Text provided:
-- Opening Marker --

Voyager I has traveled 11 billion miles toward the edge of our solar system and has not reached the boundary yet. Maybe it will be difficult to define where this point is located. Scientists have been looking for a clear break between our solar system and interstellar space, but there may not be something that obviously separates the two.
Certainly, Voyager has detected a substantial increase in the level of galactic cosmic rays, which could be evidence that the spacecraft has crossed through a small zone called the heliopause, into a new zone where plasma bubbles have been blown outward by the solar wind. Think of the tear-drop bubbles blown by children which are captured and then transported by the wind. This might be a good analogy as to what our solar system looks like, but it does not explain the mystery of its edge.
A year ago, Voyager passed the termination shock, where the solar wind of charged particles abruptly slowed down, indicating Voyager’s entry into an outer region called the heliosheath. Then last August, the Voyager entered an unknown “magnetic highway” where magnetic fields inside and outside the heliosphere connect.
However, even though Voyager has penetrated into the Kuiper Belt, it has not reached the Oort Cloud, which might require another 11 billion miles. And who knows what lies ahead for our steadfast traveler. Quite frankly, Homo sapiens may not be around by the time Voyager reaches what could have been considered by our species as the end of our solar system.
One may speculate that the matrix of the universe is such that dark energy and dark matter form the skeletal structure with our solar system connecting to other solar systems like cells in our body, forming galaxies. Then the galaxies will merge into other galaxies so that the entire universe is interconnected. If that is the case, the edge of our solar system and galaxy will have no more meaning than the boundary where one cell in a biological organism touches the next.
Then is there an edge to our universe? There should be if there are no other universes. The edge of the entity that surrounds us, which we call the universe, began with the Big Bang. The universe, which had boundaries early in its existence, still must have these borders. Scientists claim that this universe is expanding, but there can be no increase in diameter unless there is an edge for the diameter. In other words, how can the universe expand unless it has a boundary creating that entity which is increasing in size? If our universe had no edges, then it would be headed toward infinity, not expanding in a finite system.
But it seems quite useless to argue that our universe has no edge since we are aware of something we call the “universe” that contains all the galaxies. And we can mathematically show the amount of mass within this closed universe. And we can show the percentages of dark energy, dark matter, and visible matter within our universe.
We may not know much about our solar system, much less our galaxy, even to a lesser extent our universe, but we do know we are part of its contents and we have edges. At least we appear to be confined within one skin and not floating about. Do you believe that gives us an edge when we speculate that the universe has a boundary?

-- Closing Marker --

Supplied records:
-- Opening Marker --

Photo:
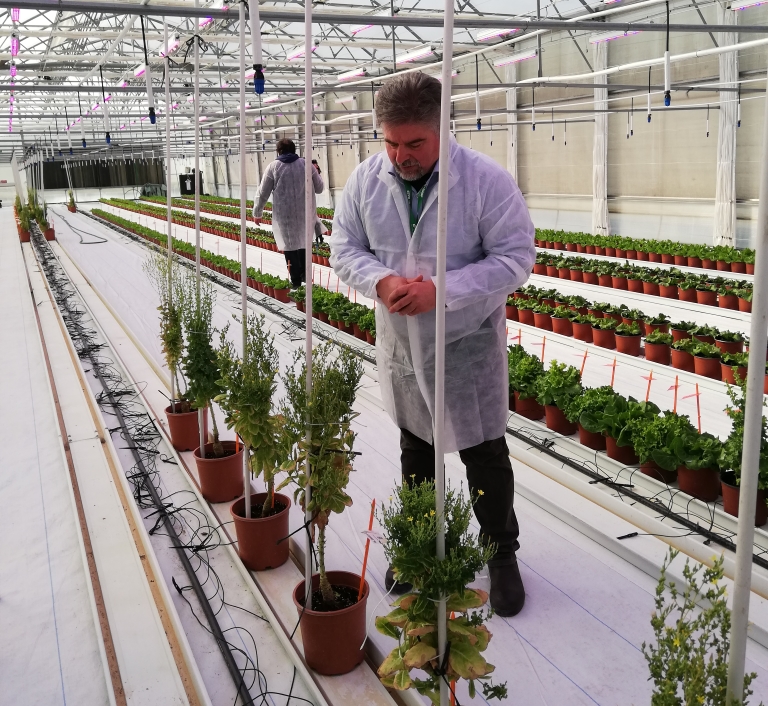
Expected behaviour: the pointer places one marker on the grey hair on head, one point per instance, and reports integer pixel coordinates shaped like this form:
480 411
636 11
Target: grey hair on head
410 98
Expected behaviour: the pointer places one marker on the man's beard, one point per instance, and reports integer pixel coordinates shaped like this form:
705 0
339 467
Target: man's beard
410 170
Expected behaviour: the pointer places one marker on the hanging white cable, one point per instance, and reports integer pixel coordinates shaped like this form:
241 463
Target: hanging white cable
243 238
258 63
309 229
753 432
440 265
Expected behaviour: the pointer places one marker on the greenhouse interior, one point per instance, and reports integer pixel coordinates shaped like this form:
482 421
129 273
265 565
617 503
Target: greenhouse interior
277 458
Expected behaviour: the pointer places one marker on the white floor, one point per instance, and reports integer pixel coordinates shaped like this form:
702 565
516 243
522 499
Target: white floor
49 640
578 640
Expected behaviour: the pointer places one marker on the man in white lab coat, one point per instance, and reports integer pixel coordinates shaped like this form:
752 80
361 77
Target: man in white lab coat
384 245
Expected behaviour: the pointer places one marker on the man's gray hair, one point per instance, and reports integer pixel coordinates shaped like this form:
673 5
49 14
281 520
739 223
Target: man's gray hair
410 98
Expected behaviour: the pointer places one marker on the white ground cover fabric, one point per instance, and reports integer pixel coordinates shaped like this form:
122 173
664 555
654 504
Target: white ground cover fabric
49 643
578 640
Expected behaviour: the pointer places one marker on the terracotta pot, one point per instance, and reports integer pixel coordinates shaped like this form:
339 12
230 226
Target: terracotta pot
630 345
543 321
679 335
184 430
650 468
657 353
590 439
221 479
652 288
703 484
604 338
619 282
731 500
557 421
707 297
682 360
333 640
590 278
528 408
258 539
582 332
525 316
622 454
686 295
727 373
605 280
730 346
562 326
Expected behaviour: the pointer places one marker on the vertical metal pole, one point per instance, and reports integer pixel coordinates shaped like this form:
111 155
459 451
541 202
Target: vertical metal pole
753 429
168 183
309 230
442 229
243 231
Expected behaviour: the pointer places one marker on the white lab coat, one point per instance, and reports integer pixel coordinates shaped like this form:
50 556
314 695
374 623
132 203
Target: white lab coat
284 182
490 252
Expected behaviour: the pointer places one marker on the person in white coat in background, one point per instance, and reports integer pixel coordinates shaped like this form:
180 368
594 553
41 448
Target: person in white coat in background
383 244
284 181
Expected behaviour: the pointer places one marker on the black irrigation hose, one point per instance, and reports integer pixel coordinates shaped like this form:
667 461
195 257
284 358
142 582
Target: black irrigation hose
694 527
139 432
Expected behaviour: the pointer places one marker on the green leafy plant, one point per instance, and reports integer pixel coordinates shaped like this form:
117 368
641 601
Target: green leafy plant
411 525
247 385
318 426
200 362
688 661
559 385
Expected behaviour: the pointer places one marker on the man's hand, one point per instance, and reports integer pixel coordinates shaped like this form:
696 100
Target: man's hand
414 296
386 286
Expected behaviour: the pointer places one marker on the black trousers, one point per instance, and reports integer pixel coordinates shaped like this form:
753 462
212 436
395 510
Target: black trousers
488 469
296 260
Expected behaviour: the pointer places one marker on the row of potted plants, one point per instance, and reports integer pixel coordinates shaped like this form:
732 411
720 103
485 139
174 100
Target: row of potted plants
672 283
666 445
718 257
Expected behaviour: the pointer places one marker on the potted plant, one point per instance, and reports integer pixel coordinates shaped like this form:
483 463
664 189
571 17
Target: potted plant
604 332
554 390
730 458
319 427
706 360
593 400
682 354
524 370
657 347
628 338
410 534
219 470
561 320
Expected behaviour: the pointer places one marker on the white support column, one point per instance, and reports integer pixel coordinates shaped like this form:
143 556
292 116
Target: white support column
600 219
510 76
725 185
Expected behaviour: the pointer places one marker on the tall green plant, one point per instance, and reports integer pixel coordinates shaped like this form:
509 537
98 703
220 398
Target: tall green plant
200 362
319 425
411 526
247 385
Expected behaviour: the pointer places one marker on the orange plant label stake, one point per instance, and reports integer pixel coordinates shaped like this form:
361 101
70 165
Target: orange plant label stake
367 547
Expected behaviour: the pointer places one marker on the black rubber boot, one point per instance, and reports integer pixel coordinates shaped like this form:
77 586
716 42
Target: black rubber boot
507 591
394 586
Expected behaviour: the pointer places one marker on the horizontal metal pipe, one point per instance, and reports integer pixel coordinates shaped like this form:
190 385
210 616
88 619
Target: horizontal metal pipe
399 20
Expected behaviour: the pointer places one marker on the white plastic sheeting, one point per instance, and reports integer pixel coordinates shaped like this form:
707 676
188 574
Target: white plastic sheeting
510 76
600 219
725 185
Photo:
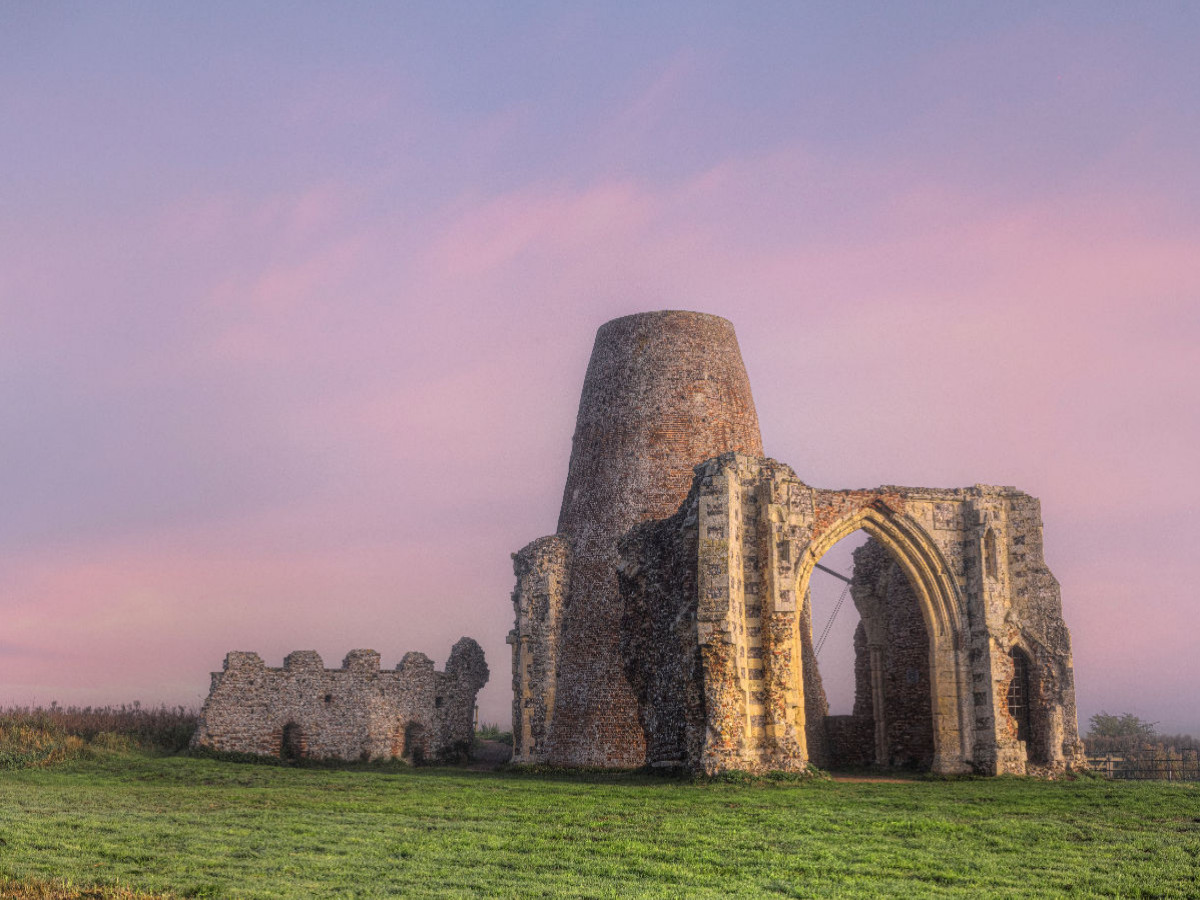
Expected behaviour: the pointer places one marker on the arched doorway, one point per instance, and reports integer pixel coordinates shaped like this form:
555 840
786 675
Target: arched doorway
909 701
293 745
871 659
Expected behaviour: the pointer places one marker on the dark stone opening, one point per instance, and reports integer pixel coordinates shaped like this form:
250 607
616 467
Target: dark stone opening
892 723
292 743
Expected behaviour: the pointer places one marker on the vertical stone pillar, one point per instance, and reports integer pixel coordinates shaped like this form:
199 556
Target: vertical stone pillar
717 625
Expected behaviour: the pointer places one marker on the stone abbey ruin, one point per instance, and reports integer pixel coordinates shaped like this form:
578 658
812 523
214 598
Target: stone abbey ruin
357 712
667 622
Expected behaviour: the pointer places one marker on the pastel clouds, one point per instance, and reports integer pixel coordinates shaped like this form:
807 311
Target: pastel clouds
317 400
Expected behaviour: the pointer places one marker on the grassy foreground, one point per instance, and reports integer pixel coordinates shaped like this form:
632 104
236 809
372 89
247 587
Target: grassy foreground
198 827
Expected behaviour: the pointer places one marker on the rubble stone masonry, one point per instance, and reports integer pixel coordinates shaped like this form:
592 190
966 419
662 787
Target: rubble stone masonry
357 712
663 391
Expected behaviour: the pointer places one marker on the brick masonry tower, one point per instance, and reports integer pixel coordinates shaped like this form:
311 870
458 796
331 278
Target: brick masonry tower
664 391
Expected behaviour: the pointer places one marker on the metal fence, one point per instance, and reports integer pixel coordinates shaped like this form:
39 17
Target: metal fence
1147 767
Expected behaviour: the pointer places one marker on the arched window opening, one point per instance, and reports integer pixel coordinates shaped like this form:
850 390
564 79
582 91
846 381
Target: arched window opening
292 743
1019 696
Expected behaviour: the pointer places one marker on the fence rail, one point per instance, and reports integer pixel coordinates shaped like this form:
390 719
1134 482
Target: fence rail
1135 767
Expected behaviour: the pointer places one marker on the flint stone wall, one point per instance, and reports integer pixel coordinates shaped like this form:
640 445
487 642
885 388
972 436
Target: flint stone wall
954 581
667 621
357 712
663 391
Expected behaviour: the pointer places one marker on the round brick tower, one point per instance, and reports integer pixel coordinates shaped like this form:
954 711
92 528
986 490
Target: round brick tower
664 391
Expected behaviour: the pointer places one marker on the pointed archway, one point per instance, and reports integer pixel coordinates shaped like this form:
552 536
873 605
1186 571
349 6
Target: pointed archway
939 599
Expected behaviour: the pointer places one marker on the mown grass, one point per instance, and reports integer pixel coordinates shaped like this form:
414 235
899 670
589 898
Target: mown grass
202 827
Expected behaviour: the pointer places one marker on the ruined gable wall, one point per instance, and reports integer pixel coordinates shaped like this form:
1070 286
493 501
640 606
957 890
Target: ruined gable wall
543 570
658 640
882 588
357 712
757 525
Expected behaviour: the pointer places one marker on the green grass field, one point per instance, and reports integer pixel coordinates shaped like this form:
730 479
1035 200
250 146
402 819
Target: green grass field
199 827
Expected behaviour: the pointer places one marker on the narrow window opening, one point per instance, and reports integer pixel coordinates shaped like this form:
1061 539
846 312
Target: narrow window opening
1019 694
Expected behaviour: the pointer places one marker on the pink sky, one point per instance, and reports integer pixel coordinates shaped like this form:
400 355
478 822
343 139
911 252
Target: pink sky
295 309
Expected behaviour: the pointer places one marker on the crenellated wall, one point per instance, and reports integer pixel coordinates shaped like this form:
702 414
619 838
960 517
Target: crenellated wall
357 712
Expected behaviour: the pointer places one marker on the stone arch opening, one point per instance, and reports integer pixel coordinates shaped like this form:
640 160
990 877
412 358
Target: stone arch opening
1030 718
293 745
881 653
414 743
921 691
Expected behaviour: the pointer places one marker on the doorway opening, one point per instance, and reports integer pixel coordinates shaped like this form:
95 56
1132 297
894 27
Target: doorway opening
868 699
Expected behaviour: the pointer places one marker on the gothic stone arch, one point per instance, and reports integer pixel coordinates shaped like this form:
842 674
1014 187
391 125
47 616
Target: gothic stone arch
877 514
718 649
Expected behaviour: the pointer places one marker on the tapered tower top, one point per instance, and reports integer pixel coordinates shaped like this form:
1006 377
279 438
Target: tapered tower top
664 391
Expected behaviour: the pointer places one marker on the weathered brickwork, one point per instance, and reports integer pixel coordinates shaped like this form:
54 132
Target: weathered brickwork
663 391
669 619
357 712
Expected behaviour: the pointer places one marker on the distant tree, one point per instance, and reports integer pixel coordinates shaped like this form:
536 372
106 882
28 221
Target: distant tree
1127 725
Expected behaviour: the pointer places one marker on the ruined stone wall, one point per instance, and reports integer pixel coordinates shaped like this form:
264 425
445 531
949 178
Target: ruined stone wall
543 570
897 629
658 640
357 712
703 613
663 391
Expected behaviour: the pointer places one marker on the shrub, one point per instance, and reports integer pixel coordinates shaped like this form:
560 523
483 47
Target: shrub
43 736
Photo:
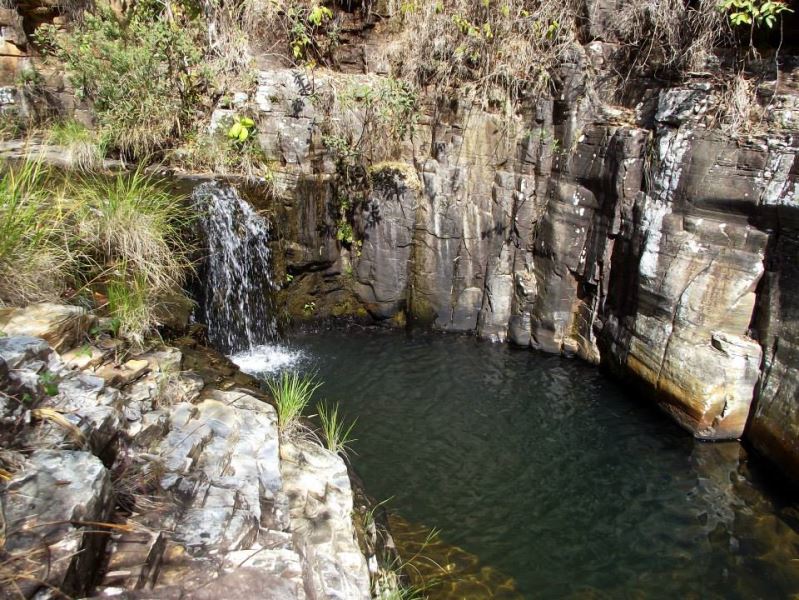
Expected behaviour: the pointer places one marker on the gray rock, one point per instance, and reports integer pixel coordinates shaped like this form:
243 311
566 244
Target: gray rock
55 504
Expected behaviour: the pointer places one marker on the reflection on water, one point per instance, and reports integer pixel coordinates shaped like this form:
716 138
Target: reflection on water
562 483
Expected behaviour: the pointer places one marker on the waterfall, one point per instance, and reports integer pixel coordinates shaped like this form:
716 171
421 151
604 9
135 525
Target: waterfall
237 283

-- Closing Marker --

Actions to take:
#1 Output the portion of the Voyager text above that starts with "We may not know" and goes on through "has a boundary?", copied without any change.
#2 In the Voyager text above, what did Voyager pass a year ago, where the solar wind of charged particles abruptly slowed down?

Answers to the problems:
#1
We may not know much about our solar system, much less our galaxy, even to a lesser extent our universe, but we do know we are part of its contents and we have edges. At least we appear to be confined within one skin and not floating about. Do you believe that gives us an edge when we speculate that the universe has a boundary?

#2 The termination shock.